* **COMPLETE THE FOLLOWING**:
1. In the statistics assignment, how long was the heart health of the anger study's subjects monitored?
2. Pick up the statistics assignment after its last sentence and write what comes next.

--- SELECTED PASSAGE ---

Assignment
This assignment consists of two sections: 1) a quiz with fill-in-the-blank questions; and 2) a SPSS data project.
SECTION 1: QUIZ
Regression with a Dummy Independent Variable:
1. Consider data on personal income (PI) of married and unmarried women. Suppose you find that the average PI is $50,000 for married women and $40,000 for unmarried women. Let Y=PI and X=dummy for married (that is, 1 = married, 0 = unmarried)
1) How much more do married women make compared to unmarried women, on average?__________________
2) Write down the estimated regression model Y = a + b*X (all info needed is given):
3) Interpret the intercept term: ____________________________________________
4) Interpret the slope term: _______________________________________________
Multiple Linear Regression:
2. Consider the following model of income with three independent variables from the lecture:
Y = a + b1*X1 + b2*X2 + b3*X3 = - 9,239 - 4,195 * X1 + 141 * X2 + 3,020 * X3
where X1 is a dummy variable, 0=male, 1=female
and X2 is years of work experience
and X3 is years of education
1) How much more do men earn compared to women on average?
2) How much do women with 10 years of work experience and 16 years of education earn on average?
3) How much do men with 10 years of work experience and 12 years of education earn on average?
4) What variables that could (further) mediate the effect of gender on earnings are omitted here?
Two-Way Table: Marginal Distribution and Conditional Distribution
3. Consider the two-way table below based on a four year study about the relationship between anger and heart disease among a random sample of individuals. The subjects (i.e. participants in the study) were free of heart disease at the beginning of the study when they took a test that measured how prone they were to sudden anger. Their heart health was monitored over a four year period and it was recorded whether they developed Coronary Heart Disease (CHD). In short, the study attempts to examine whether anger levels are associated with the likelihood of developing coronary heart disease. Now please answer the questions (a) to (c):
1) In the two-way table below, report the marginal distributions and the total sample size, in counts and percent.
2) In the two-way table below, report the conditional distributions of Coronary Heart Disease in percent. Note that the conditional distribution of Coronary Heart Disease refers to the distribution of Coronary Heart Disease given a certain Anger Level.
3) With reference to your calculations above, discuss whether there is potential association between anger and Coronary Heart Disease.

--- RAW DATA ---

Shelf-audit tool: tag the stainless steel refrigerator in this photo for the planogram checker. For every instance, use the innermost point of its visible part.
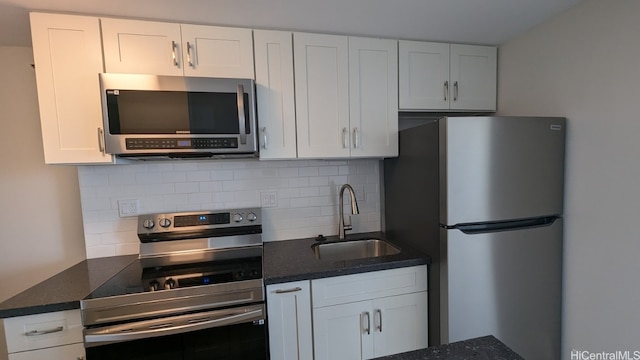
(483, 196)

---

* **RESPONSES IN ORDER**:
1. Over a four year period.

2.
#Individuals
|
Coronary Heart Disease
|
NO Coronary Heart Disease
|
|
Low Anger
|
530
|
3,057
|
|
Moderate Anger
|
1,100
|
4,621
|
|
High Anger
|
270
|
606
|
|
|
|
|
|
SECTION 2: SPSS PROJECT
1. Regression with One Independent Variable vs. Regression with Multiple Independent Variables
Use the dataset from Assignment#2 (StateData_hw2.sav) to estimate the following two models, and then answer questions 1) to 4):
Model 1: Estimate and write down a regression model predicting the heart disease death rate based on the percent of smokers. [You may have done this already in Assignment#2. If so, just repeat the estimation.]
Model 2: Estimate and write down a regression model predicting the heart disease death rate based on the percent of smokers (X1) and state median household income (X2).
[Hint: Topic about Multiple Regression was covered in Lecture Note #6.2. For the second model estimation based on two variables X1 and X2, the SPSS procedures are: Analyze Regression Linear select variable as Dependent variable and Independent variable, here you select two variables, X1 and X2, as Independent variables click "OK".]
1) Provide the regression equations for both models and the corresponding values for R2.
2) For the second model, provide interpretations of the constant term and the two slopes.
3) Explain intuitively why the effect of % smoking changed the way it did when the median income was accounted for.
[No loss of points for this question. Just give it a try. I hope to encourage you to think harder about the effect of each independent variable, as well as the interaction of the effects, in the multiple regression model. Formal discussion about such problems may come in 9172.]
4) Use the two models to predict the HDDR (heart disease death rate) for New York State, and then compare the two predicted values to the actual value of HDDR for New York State.